* _TASK BRIEF_: Can you write out all of the material below, word for word?

* _PROVIDED RECORDS_:
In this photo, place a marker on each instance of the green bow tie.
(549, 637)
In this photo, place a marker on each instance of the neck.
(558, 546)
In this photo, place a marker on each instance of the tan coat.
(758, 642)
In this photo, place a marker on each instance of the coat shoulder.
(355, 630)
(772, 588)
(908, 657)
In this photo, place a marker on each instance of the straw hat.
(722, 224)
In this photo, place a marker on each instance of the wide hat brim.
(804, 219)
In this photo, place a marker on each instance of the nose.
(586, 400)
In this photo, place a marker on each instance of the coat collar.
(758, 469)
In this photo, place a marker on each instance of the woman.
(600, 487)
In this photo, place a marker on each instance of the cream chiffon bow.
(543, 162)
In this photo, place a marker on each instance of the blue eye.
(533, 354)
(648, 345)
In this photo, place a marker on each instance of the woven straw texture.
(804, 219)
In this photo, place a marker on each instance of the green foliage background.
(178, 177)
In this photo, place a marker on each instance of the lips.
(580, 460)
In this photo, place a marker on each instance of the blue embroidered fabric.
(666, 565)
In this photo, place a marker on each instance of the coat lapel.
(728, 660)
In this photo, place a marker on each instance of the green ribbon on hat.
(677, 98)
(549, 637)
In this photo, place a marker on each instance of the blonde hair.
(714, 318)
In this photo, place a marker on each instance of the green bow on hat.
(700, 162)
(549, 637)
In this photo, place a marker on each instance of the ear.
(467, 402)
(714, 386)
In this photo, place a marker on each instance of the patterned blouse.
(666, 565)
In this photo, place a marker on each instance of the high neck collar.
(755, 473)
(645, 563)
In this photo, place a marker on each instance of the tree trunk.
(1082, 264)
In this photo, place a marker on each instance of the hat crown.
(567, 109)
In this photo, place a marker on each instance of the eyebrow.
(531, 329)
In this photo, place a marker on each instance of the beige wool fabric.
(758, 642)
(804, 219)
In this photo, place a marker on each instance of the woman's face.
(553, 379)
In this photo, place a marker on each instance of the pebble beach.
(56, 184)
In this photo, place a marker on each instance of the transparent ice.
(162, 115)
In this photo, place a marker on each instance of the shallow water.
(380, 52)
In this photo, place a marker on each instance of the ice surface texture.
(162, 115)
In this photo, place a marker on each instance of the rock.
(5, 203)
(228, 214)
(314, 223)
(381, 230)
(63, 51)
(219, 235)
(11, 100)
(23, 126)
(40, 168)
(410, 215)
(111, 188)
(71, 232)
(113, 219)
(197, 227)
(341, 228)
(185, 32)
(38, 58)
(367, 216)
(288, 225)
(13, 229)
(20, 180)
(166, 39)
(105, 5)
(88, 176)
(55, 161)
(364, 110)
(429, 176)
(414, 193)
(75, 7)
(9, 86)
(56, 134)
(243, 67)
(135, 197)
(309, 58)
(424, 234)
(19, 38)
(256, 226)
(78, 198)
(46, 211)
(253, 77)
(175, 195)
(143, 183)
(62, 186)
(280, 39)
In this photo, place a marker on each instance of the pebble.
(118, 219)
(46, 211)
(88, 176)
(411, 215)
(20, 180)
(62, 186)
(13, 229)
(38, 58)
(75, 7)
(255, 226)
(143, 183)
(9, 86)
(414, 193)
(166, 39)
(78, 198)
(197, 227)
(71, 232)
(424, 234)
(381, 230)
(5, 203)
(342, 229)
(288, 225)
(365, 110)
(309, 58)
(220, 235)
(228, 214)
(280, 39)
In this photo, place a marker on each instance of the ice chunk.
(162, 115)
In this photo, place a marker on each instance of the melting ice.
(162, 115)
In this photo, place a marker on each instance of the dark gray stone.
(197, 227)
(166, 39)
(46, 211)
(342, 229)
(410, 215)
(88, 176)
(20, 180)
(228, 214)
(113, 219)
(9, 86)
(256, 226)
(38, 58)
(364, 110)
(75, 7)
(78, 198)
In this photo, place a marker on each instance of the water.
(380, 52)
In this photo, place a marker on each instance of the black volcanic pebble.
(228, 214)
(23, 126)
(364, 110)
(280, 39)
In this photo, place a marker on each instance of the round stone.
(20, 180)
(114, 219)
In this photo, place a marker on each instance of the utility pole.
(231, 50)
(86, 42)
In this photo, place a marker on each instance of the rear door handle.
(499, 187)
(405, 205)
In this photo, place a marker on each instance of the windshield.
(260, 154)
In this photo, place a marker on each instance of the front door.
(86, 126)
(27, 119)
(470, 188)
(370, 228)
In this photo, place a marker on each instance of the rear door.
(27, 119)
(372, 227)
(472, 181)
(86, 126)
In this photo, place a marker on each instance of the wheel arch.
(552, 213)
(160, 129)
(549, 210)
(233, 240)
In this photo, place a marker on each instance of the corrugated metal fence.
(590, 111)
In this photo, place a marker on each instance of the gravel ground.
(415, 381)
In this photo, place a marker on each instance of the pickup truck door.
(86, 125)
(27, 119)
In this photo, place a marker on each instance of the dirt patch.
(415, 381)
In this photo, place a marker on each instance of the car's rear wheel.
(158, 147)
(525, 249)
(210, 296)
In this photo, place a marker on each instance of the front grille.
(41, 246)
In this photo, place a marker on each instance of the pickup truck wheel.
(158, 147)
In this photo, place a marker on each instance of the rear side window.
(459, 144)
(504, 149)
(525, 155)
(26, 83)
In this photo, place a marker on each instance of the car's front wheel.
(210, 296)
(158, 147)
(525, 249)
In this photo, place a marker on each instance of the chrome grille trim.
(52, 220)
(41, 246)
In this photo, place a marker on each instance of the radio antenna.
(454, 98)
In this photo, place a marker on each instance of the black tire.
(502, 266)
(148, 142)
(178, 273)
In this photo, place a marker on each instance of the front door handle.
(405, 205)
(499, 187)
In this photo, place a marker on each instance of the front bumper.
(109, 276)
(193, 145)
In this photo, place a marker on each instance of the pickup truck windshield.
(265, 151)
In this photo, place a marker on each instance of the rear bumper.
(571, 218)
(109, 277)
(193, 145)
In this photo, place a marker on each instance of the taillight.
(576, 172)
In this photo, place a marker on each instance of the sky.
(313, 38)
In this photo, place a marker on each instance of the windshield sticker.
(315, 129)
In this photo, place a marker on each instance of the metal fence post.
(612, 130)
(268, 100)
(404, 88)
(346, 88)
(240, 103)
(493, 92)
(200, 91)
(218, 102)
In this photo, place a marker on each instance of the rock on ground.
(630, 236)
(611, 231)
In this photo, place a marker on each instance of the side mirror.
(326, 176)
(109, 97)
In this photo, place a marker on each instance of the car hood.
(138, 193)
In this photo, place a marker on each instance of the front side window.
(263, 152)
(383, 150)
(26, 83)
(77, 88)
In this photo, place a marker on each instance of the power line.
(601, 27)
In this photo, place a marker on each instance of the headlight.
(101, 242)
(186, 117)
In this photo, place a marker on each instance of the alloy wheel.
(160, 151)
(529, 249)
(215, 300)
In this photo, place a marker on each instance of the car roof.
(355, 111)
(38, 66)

* _EXERCISE OUTPUT_:
In this photo, place a marker on each instance of the green bow tie.
(549, 637)
In this photo, place a marker on each instance of the neck.
(558, 546)
In this photo, place a marker on each instance of the tan coat.
(758, 642)
In this photo, place a marker on each instance of the coat shoulder.
(355, 630)
(772, 588)
(908, 657)
In this photo, place a marker on each instance of the straw hat.
(722, 224)
In this photo, place a marker on each instance of the wide hat brim.
(804, 219)
In this photo, place a marker on each instance of the nose.
(586, 400)
In this photo, place a marker on each instance of the coat collar.
(758, 469)
In this photo, place a marker on each instance of the woman.
(600, 487)
In this photo, place a marker on each instance of the cream chiffon bow.
(543, 162)
In this photo, place a marker on each instance of the blue eye.
(533, 354)
(648, 345)
In this photo, place a marker on each instance of the woven straw texture.
(804, 219)
In this photo, place a marker on each instance of the green foliage background.
(178, 177)
In this photo, place a marker on each instance of the lips.
(580, 460)
In this photo, place a marker on each instance of the blue embroidered fabric.
(666, 565)
In this photo, place a marker on each instance of the coat lapel.
(728, 660)
In this photo, place a marker on each instance of the green ribbon on hat.
(677, 98)
(549, 637)
In this photo, place a marker on each instance of the blonde hair.
(714, 318)
In this photo, place a marker on each instance of the green bow on hat.
(700, 162)
(549, 637)
In this photo, place a marker on each instance of the ear.
(467, 402)
(714, 386)
In this photo, place a marker on each instance of the patterned blouse.
(666, 565)
In this photo, place a marker on each instance of the high neck collar.
(755, 473)
(645, 563)
In this photo, place a marker on each instance of the tree trunk.
(1082, 264)
In this photo, place a marker on each instance of the hat crown.
(567, 109)
In this photo, place a marker on each instance of the eyebrow.
(531, 329)
In this photo, place a marker on each instance of the beige wool fabric.
(758, 642)
(804, 219)
In this photo, place a marker on each instance of the woman's face.
(553, 379)
In this photo, place a marker on each instance of the pebble beach.
(56, 184)
In this photo, place a marker on each instance of the transparent ice.
(162, 115)
In this photo, place a marker on each instance of the shallow water.
(380, 52)
In this photo, place a marker on each instance of the ice surface texture.
(162, 115)
In this photo, place a marker on each instance of the rock.
(5, 203)
(228, 214)
(314, 223)
(381, 230)
(63, 51)
(219, 235)
(11, 100)
(23, 126)
(40, 168)
(410, 215)
(111, 188)
(71, 232)
(113, 219)
(197, 227)
(341, 228)
(185, 32)
(38, 58)
(367, 216)
(288, 225)
(13, 229)
(20, 180)
(166, 39)
(105, 5)
(88, 176)
(55, 161)
(364, 110)
(429, 176)
(414, 193)
(75, 7)
(9, 86)
(56, 134)
(243, 67)
(135, 197)
(309, 58)
(424, 234)
(19, 38)
(256, 226)
(78, 198)
(46, 211)
(253, 77)
(175, 195)
(143, 183)
(62, 186)
(280, 39)
In this photo, place a marker on each instance of the pebble.
(118, 219)
(46, 211)
(88, 176)
(411, 215)
(20, 180)
(62, 186)
(13, 229)
(38, 58)
(75, 7)
(255, 226)
(143, 183)
(9, 86)
(414, 193)
(166, 39)
(78, 198)
(197, 227)
(71, 232)
(424, 234)
(381, 230)
(5, 203)
(342, 229)
(288, 225)
(365, 110)
(309, 58)
(220, 235)
(228, 214)
(280, 39)
In this photo, place a marker on each instance of the ice chunk.
(162, 115)
In this photo, place a marker on each instance of the melting ice.
(162, 115)
In this photo, place a marker on each instance of the dark gray stone.
(197, 227)
(166, 39)
(46, 211)
(342, 229)
(410, 215)
(88, 176)
(20, 180)
(228, 214)
(113, 219)
(9, 86)
(256, 226)
(38, 58)
(364, 110)
(75, 7)
(78, 198)
In this photo, place a marker on each instance of the water.
(380, 52)
In this photo, place a marker on each instance of the black volcanic pebble.
(228, 214)
(23, 126)
(364, 110)
(280, 39)
In this photo, place a marker on each instance of the round stone.
(20, 180)
(114, 219)
In this photo, place a marker on each instance of the utility pole.
(231, 50)
(86, 42)
In this photo, place a marker on each instance of the rear door handle.
(499, 187)
(405, 205)
In this photo, place a marker on each instance of the windshield.
(260, 154)
In this photo, place a marker on each instance of the front door.
(86, 126)
(27, 119)
(470, 188)
(370, 228)
In this photo, place a marker on each instance of the rear door.
(27, 119)
(372, 227)
(472, 181)
(86, 126)
In this photo, place a marker on each instance of the wheel arch.
(552, 213)
(160, 129)
(549, 210)
(233, 240)
In this photo, place a marker on each instance of the corrugated metal fence.
(590, 111)
In this photo, place a marker on each instance of the gravel ground.
(415, 381)
In this photo, place a marker on each instance of the pickup truck door.
(86, 125)
(27, 119)
In this photo, place a marker on each instance of the dirt patch.
(415, 381)
In this photo, place a marker on each instance of the car's rear wheel.
(158, 147)
(525, 249)
(210, 296)
In this photo, place a marker on each instance of the front grille.
(41, 246)
In this photo, place a marker on each instance of the pickup truck wheel.
(158, 147)
In this photo, place a marker on each instance of the rear side window.
(459, 144)
(504, 149)
(525, 155)
(26, 83)
In this photo, place a marker on each instance of the car's front wheel.
(210, 296)
(158, 147)
(525, 249)
In this photo, place a marker on each instance of the chrome grille trim.
(52, 220)
(41, 246)
In this photo, place a marker on each instance of the radio antenna.
(454, 98)
In this photo, place a marker on each instance of the black tire.
(502, 266)
(148, 142)
(178, 273)
In this photo, place a marker on each instance of the front door handle.
(405, 205)
(499, 187)
In this photo, place a marker on each instance of the front bumper.
(109, 276)
(193, 145)
In this photo, place a marker on each instance of the pickup truck windshield.
(265, 151)
In this photo, place a marker on each instance of the rear bumper.
(571, 218)
(109, 277)
(193, 145)
In this photo, place a marker on each instance of the taillight.
(576, 172)
In this photo, place a marker on each instance of the sky.
(313, 38)
In this photo, place a marker on each instance of the windshield sticker.
(315, 129)
In this photo, place a marker on each instance of the metal fence post.
(612, 130)
(268, 100)
(404, 88)
(346, 88)
(240, 103)
(493, 92)
(200, 91)
(218, 102)
In this photo, place a marker on each instance of the rock on ground.
(630, 236)
(611, 231)
In this photo, place a marker on each instance of the side mirror.
(326, 176)
(109, 97)
In this photo, place a marker on each instance of the car hood.
(138, 193)
In this photo, place a marker on each instance of the front side window.
(263, 152)
(383, 150)
(26, 83)
(77, 88)
In this photo, place a marker on each instance of the power line.
(601, 27)
In this photo, place a marker on each instance of the headlight.
(101, 242)
(186, 117)
In this photo, place a marker on each instance of the alloy wheel.
(160, 151)
(529, 249)
(215, 300)
In this photo, place a marker on each instance of the car roof.
(355, 111)
(38, 66)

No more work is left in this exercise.